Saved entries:
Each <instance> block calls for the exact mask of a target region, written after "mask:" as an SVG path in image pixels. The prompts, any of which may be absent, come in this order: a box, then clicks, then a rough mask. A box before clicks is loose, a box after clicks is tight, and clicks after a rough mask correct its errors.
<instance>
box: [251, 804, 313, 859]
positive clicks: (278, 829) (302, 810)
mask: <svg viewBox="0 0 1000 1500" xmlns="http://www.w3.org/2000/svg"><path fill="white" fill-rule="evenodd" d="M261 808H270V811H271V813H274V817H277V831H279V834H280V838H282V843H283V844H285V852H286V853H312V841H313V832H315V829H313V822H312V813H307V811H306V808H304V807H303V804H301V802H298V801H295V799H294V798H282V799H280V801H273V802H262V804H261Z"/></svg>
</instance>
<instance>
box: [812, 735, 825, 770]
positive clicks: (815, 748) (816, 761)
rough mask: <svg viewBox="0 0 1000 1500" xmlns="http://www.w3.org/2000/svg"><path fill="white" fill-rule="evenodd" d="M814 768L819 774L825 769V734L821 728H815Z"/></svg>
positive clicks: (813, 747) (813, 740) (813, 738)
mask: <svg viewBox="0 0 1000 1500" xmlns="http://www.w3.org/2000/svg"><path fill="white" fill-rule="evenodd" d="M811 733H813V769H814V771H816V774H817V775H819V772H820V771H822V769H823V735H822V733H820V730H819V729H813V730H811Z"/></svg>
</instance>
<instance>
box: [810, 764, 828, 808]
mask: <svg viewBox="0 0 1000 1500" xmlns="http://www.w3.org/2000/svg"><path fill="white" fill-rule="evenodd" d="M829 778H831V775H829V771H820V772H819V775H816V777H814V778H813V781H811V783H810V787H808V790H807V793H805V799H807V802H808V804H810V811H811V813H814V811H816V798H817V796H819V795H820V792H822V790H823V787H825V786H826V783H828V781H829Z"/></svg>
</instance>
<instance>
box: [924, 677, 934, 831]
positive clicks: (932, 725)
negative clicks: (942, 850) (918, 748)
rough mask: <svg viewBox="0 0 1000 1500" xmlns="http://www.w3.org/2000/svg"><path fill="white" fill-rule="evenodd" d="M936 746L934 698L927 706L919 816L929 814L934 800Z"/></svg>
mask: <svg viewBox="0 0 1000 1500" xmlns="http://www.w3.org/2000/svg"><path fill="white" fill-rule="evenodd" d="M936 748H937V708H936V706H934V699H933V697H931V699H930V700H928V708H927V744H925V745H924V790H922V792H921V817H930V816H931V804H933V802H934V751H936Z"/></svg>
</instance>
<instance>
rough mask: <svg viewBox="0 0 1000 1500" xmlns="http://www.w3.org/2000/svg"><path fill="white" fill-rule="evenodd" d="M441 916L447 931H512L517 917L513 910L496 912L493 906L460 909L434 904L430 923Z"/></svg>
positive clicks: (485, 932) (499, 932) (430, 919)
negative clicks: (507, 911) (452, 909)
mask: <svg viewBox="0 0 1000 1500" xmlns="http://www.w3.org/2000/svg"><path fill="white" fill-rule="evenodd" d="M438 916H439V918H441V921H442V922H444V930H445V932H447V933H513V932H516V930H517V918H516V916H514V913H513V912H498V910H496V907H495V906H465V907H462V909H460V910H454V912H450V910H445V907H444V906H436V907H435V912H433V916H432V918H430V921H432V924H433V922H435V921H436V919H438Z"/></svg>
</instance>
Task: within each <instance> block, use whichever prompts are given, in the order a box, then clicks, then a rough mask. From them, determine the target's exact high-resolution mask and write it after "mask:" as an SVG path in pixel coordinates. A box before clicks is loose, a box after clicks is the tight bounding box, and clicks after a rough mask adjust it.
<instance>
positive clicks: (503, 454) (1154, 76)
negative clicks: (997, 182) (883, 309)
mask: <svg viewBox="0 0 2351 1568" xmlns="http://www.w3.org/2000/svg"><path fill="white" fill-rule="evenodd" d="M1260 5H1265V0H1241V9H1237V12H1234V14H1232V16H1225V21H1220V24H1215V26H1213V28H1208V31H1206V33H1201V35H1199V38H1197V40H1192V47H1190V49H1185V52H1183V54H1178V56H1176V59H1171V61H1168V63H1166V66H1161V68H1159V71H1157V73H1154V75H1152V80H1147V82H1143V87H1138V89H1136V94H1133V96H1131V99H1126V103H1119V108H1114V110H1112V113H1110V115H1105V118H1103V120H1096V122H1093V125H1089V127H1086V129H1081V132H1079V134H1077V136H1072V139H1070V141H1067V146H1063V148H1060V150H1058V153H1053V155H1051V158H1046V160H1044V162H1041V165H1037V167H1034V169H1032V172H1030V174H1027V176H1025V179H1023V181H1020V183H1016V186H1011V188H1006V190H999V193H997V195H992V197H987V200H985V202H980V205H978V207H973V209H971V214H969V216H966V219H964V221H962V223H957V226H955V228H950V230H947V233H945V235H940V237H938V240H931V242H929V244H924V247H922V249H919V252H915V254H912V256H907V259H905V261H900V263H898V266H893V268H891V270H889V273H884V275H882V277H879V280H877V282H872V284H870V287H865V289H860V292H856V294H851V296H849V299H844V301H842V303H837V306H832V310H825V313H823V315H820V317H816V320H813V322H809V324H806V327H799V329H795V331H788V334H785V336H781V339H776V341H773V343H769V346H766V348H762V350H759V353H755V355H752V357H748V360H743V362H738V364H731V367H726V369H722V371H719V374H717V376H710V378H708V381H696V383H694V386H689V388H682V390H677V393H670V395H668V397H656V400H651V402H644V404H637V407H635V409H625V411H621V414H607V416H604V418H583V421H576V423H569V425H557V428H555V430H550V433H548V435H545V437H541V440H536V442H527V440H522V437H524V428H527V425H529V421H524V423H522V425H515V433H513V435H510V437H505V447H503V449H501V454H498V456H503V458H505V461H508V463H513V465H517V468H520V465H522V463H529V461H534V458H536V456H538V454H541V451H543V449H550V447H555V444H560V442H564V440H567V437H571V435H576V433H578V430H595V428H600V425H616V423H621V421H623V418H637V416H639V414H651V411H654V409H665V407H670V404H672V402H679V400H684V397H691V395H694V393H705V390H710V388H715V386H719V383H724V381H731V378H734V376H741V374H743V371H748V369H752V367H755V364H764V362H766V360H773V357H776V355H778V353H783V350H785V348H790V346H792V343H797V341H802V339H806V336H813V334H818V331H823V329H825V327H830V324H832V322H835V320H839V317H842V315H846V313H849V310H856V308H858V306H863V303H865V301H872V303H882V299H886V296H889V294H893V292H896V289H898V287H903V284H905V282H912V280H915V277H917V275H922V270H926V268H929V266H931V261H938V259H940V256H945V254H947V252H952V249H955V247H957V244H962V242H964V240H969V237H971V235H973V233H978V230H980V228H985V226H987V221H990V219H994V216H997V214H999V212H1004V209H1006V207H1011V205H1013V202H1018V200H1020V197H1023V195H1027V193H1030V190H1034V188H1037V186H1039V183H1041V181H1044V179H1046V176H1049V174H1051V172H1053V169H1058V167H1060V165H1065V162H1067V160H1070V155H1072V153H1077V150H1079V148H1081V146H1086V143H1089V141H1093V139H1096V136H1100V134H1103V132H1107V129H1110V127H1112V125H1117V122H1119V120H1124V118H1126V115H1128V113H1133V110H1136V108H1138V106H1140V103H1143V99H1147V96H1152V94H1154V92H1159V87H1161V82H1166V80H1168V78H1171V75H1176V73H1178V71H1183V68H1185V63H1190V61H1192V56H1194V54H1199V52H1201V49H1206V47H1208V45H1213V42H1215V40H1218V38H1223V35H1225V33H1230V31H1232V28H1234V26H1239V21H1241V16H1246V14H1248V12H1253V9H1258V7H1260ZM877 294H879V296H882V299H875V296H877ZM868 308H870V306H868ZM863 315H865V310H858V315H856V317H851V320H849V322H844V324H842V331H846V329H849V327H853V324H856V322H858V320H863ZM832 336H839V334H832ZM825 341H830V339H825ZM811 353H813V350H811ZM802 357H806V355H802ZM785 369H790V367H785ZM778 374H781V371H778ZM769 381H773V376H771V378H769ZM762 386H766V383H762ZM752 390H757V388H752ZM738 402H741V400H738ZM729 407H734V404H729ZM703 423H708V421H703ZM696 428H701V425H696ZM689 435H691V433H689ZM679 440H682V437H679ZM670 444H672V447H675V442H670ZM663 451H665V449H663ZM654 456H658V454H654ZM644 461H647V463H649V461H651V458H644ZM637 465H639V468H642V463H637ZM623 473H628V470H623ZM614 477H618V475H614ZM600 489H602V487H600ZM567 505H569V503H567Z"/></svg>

=== REQUEST ===
Filter the records, copying every line that contains the string "exact" with matching case.

=== TASK SOLUTION ===
Each <instance> block calls for the exact mask of a target region, written after "mask:" as an SVG path in image pixels. The prompts, any of which may be absent, come in this order: a box, then clicks, then a rough mask. A box before clicks is loose, a box after clicks is tight, and clicks after a rough mask correct its errors.
Task: within each <instance> block, use whichever prompts are given, in the order a box, then clicks, then a rough mask. From them, determine the target's exact high-resolution mask and write it after "mask:" as an SVG path in pixel coordinates. A box before clicks is loose, a box after clicks is the tight bounding box, and clicks after a rough mask adjust it.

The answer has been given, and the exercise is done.